(Collection entries)
++++++++++

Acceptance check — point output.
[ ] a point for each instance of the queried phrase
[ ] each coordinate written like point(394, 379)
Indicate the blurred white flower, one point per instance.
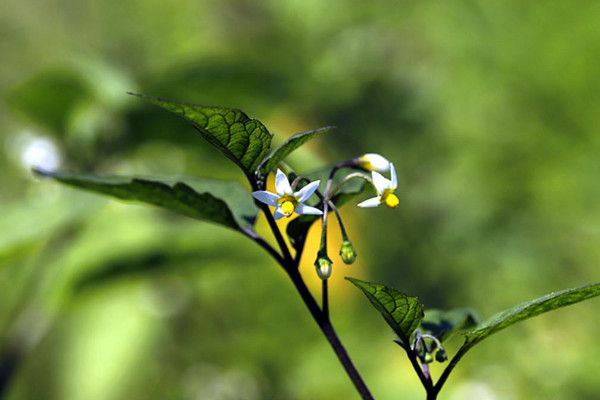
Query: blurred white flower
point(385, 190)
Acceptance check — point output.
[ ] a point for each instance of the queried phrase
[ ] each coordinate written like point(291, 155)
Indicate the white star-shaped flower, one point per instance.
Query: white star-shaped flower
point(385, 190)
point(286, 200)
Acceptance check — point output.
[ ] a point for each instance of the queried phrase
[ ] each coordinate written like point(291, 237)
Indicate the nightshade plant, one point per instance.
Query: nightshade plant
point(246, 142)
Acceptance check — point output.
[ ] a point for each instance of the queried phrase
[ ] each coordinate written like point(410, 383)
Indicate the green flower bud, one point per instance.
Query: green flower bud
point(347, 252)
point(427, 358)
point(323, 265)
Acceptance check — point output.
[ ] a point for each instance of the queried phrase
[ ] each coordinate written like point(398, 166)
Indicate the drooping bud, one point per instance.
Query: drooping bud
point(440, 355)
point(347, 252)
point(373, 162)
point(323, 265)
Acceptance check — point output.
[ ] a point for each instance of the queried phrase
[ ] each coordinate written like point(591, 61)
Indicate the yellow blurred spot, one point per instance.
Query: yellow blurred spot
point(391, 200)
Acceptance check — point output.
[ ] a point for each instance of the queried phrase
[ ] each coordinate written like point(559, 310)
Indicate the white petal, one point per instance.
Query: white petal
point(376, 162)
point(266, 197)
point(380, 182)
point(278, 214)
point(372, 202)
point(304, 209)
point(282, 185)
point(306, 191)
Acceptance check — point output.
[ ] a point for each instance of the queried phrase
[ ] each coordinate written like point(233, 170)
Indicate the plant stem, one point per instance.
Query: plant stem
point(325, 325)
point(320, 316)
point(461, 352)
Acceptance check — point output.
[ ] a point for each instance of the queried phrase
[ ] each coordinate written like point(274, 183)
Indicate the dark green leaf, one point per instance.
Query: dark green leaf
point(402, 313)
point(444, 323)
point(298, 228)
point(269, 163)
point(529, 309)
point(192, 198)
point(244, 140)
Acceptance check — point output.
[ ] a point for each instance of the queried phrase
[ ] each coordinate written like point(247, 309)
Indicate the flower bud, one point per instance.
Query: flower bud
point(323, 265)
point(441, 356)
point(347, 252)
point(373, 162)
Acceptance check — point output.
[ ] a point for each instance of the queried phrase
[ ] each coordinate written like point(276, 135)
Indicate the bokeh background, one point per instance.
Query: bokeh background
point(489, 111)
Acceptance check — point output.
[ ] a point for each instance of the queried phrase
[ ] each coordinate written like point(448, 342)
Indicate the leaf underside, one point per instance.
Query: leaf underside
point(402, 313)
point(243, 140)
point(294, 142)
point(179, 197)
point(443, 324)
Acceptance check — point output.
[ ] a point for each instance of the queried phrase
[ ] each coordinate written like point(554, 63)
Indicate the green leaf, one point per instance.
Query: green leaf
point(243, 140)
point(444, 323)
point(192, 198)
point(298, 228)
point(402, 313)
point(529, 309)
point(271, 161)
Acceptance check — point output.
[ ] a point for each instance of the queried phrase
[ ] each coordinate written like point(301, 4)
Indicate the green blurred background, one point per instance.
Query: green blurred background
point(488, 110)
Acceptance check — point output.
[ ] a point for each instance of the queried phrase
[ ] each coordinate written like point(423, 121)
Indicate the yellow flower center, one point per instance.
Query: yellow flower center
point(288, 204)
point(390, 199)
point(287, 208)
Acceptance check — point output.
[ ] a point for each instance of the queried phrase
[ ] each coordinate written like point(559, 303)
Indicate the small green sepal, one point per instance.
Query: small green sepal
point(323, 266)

++++++++++

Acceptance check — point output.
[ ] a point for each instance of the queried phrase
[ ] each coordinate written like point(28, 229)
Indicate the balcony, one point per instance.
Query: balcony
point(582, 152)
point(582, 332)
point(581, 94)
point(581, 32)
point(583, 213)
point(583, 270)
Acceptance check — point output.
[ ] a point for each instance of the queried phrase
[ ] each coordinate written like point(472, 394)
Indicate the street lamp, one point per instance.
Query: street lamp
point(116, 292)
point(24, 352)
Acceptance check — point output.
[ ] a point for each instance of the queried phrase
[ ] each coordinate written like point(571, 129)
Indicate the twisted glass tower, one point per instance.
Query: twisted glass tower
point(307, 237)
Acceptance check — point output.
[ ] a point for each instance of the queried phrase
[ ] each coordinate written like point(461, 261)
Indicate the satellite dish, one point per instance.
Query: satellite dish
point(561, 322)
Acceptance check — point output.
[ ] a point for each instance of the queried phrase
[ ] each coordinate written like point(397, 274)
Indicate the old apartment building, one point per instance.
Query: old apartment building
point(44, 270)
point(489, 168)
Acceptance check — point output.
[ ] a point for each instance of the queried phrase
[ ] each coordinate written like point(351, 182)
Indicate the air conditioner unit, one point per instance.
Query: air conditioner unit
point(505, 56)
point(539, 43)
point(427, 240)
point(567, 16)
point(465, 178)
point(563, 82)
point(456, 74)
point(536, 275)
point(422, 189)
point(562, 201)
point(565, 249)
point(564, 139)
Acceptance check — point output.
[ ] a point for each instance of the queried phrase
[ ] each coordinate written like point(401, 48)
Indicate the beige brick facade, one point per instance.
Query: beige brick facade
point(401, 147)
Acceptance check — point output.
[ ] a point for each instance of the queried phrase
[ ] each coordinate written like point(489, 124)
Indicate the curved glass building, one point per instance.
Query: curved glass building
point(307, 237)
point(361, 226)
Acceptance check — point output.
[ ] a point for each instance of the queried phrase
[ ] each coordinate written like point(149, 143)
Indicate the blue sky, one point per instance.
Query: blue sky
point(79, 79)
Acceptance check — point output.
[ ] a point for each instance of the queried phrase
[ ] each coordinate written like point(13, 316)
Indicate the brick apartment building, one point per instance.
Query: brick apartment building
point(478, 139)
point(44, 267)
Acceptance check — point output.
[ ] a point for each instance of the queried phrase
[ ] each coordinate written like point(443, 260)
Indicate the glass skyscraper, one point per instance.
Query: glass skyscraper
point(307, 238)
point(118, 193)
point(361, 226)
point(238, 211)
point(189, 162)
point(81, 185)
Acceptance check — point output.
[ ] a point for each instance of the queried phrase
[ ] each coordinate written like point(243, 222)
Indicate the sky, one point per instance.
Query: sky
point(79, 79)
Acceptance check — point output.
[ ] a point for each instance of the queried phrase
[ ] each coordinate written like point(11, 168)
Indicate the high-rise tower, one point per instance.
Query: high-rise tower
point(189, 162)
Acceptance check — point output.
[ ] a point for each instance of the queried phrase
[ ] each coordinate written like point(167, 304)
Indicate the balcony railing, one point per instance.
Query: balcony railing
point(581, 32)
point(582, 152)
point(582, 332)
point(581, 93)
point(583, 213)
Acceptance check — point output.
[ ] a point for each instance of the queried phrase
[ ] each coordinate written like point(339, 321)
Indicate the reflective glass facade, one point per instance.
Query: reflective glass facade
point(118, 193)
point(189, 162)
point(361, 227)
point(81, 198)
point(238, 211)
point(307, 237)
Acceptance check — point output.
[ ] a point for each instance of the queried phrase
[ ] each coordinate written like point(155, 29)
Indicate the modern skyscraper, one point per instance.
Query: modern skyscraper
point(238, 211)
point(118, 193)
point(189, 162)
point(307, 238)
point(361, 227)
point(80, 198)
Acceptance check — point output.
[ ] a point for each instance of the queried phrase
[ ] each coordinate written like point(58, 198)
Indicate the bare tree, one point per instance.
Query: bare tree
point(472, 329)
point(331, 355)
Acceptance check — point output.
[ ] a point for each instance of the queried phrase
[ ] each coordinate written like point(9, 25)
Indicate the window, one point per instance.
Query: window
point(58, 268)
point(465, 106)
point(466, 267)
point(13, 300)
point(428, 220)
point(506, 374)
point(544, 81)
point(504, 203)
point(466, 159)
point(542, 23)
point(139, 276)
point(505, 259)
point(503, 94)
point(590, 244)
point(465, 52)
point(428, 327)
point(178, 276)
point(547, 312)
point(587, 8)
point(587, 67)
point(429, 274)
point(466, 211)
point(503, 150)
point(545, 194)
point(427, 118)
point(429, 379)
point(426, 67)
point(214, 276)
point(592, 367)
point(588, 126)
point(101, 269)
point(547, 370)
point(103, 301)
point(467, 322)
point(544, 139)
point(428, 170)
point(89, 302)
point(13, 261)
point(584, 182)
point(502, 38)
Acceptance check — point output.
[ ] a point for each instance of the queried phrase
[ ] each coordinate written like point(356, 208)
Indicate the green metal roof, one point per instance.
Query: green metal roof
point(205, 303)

++++++++++

**The task:** Output the lines above between the one holding "Indicate the street" and the one holding "Indicate the satellite", inclusive, with nothing before or after them.

**Expected answer:**
Indicate the street lamp, one point per instance.
Query: street lamp
point(116, 292)
point(24, 352)
Acceptance check — point output.
[ ] a point for each instance of the queried phrase
[ ] each coordinate written like point(571, 129)
Indicate the twisted glass tower, one point per instance.
Query: twisted glass tower
point(307, 237)
Acceptance check — point output.
[ ] a point for each instance of the queried phrase
[ ] each coordinate written like point(461, 261)
Indicate the satellite dish, one point per instance.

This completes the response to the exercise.